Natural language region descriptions
________________

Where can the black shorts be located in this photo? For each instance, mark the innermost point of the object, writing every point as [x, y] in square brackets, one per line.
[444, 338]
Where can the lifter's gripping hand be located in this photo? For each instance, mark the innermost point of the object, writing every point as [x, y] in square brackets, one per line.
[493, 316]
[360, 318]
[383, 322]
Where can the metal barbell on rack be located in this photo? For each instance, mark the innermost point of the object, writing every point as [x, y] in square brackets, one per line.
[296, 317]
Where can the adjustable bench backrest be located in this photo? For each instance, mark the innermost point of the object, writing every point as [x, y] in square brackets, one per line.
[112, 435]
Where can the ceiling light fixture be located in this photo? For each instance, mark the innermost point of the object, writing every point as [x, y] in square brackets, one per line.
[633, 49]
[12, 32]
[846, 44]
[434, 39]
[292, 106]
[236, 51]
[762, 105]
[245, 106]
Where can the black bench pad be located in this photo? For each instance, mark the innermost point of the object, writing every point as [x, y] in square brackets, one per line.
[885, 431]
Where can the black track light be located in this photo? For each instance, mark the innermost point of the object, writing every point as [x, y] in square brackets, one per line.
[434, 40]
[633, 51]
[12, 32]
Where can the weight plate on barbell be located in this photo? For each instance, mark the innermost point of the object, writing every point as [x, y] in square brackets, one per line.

________________

The entries above must be returned in full, exactly as shown.

Where can the black shorts be located in this photo? For each instance, mark the innermost point of the object, writing every point as [x, y] in square brackets, one per line.
[444, 338]
Where can the lifter's gripping hand be located in this photo? For each instance, mark the innermost point of the object, writing every point as [x, y] in square brackets, one per line.
[493, 316]
[360, 318]
[383, 322]
Where can the metal barbell on rack be located in this photo? For each instance, mark the innermost point of the object, writing every point as [x, y] in square brackets, one per line.
[296, 317]
Where can the adjustable bench backrest be located in this photo? For each instance, mark the innermost point of the object, writing every point as [x, y] in square brackets, one per line.
[112, 435]
Where can the ceiling light fixture be located in this photo? For each instance, mark the innermost point of the object, writing every point as [x, y] in square brackets, one per line.
[633, 49]
[12, 32]
[846, 44]
[434, 39]
[292, 106]
[236, 51]
[762, 105]
[245, 106]
Where can the black bench pad be located in this photo? For each instance, mark the innermost point of the object, writing every point as [x, y] in square brackets, one per line.
[885, 431]
Where can the black track light be located in this photo? For each instance, mark the innermost point of the object, writing every point as [x, y] in square brackets, one per line.
[434, 40]
[633, 51]
[12, 32]
Where can the weight plate on barbell be located in this photo? For each instance, mark the innermost point of the object, writing every point as [x, y] in square brackets, one per line.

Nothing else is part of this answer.